- [SOURCE TEXT]:
BEGIN
[CI 3/8] drm/xe: Reserve fences where needed

All of lore.kernel.org
 help / color / mirror / Atom feed

From: "Thomas Hellström" <thomas.hellstrom@linux.intel.com>
To: intel-xe@lists.freedesktop.org
Subject: [CI 3/8] drm/xe: Reserve fences where needed
Date: Wed, 20 Mar 2024 14:43:51 +0100	[thread overview]
Message-ID: <20240320134356.73655-3-thomas.hellstrom@linux.intel.com> (raw)
In-Reply-To: <20240320134356.73655-1-thomas.hellstrom@linux.intel.com>

Reserve fence slots where actually needed rather than trying to
predict how many fence slots will be needed over a complete
wound-wait transaction.

Signed-off-by: Thomas Hellström <thomas.hellstrom@linux.intel.com>
---
 drivers/gpu/drm/xe/xe_exec.c         | 27 +---------------
 drivers/gpu/drm/xe/xe_gt_pagefault.c |  3 +-
 drivers/gpu/drm/xe/xe_pt.c           | 14 ++++++++
 drivers/gpu/drm/xe/xe_vm.c           | 48 +++++++++++++---------------
 drivers/gpu/drm/xe/xe_vm.h           |  3 +-
 5 files changed, 40 insertions(+), 55 deletions(-)
END
- [DIRECTIVES]:
A. How many files does the patch change?
B. Please pick out every line in the records that contains the string "mask".

- [RECORDS PROVIDED]:
BEGIN
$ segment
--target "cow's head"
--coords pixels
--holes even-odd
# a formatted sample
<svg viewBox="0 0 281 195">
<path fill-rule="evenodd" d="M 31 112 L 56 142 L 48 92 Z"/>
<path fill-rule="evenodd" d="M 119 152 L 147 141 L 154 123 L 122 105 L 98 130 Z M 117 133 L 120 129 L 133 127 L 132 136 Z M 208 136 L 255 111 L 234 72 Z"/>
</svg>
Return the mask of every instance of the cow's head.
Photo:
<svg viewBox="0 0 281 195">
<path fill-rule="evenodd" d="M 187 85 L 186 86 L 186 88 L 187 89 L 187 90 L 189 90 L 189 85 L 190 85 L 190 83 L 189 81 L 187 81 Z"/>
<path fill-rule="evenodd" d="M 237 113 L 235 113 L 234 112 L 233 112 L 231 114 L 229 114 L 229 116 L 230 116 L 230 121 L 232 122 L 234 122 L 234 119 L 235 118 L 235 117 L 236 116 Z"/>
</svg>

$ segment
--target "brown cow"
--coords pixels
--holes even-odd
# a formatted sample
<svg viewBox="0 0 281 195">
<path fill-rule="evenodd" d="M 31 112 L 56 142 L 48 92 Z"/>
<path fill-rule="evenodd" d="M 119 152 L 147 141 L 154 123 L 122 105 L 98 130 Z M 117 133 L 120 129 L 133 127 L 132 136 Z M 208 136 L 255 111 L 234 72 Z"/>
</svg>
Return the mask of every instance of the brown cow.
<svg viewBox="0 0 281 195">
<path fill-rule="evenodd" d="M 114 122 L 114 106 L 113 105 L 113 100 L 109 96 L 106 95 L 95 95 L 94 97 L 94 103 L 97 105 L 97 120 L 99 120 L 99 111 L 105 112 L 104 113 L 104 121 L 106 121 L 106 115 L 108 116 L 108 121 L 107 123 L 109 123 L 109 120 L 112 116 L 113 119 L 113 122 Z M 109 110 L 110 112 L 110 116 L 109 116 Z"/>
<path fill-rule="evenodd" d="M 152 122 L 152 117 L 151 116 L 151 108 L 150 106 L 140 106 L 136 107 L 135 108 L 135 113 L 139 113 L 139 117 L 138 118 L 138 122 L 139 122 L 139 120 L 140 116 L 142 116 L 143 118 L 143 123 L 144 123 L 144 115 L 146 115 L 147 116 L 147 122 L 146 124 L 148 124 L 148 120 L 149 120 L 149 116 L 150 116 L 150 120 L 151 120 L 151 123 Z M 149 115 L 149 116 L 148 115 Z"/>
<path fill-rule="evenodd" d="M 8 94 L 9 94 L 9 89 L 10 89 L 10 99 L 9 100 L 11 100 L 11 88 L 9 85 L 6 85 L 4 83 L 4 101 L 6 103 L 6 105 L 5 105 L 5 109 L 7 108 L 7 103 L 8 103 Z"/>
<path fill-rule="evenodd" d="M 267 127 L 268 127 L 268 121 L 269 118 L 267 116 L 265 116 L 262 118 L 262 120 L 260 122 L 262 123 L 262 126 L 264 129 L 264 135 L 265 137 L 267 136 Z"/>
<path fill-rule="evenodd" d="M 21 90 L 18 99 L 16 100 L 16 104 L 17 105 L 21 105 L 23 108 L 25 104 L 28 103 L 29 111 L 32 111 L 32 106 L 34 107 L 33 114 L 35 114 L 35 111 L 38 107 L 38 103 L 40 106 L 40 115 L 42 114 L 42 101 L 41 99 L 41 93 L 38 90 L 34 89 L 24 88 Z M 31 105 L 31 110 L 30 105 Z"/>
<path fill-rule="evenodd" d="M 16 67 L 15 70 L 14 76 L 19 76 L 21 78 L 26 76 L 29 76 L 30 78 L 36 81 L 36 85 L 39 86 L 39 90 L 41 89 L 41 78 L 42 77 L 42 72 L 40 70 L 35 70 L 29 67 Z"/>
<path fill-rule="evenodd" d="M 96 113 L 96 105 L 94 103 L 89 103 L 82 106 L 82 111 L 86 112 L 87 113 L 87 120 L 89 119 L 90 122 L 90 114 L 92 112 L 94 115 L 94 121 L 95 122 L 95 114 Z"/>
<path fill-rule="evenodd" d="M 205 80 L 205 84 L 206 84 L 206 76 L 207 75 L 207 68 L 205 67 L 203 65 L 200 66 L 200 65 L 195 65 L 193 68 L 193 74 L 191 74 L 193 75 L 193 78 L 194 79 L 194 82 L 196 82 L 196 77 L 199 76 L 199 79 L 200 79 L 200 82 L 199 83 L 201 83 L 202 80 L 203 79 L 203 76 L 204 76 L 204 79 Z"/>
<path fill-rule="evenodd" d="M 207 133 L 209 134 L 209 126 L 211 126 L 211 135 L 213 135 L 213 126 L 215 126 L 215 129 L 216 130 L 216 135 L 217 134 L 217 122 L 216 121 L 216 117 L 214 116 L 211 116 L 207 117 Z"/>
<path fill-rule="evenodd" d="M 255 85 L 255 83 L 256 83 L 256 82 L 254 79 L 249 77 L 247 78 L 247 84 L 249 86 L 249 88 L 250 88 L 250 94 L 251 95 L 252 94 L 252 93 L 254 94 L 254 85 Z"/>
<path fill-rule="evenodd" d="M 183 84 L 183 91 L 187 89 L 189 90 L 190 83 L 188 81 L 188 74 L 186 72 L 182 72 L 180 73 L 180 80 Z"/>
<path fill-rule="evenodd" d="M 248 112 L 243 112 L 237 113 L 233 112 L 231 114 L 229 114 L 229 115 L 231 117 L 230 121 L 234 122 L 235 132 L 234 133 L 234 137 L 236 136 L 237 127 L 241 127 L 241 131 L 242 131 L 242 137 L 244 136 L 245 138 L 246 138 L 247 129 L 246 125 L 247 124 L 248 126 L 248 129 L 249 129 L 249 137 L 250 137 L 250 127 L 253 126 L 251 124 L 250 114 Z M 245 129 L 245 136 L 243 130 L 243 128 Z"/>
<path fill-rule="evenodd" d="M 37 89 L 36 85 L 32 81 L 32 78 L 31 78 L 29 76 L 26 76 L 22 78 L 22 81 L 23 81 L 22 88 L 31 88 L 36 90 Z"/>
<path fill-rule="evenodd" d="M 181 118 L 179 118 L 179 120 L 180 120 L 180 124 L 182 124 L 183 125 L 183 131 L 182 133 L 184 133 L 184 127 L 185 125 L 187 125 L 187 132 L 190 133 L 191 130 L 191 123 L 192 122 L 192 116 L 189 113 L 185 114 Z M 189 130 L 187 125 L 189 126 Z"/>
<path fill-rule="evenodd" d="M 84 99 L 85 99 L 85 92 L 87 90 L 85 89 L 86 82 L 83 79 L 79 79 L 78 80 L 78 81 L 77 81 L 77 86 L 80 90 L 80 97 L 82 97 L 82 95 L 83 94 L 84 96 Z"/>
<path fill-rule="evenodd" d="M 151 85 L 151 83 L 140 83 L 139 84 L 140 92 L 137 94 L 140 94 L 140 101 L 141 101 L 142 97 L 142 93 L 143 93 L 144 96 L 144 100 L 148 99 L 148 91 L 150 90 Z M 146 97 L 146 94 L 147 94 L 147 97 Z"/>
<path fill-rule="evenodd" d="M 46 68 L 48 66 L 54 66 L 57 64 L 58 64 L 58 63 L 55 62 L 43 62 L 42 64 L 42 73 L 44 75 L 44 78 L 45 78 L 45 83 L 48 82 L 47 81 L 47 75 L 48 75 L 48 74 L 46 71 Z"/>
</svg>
END
- [IN RESPONSE]:
A. Five files.

B.
Return the mask of every instance of the cow's head.
Return the mask of every instance of the brown cow.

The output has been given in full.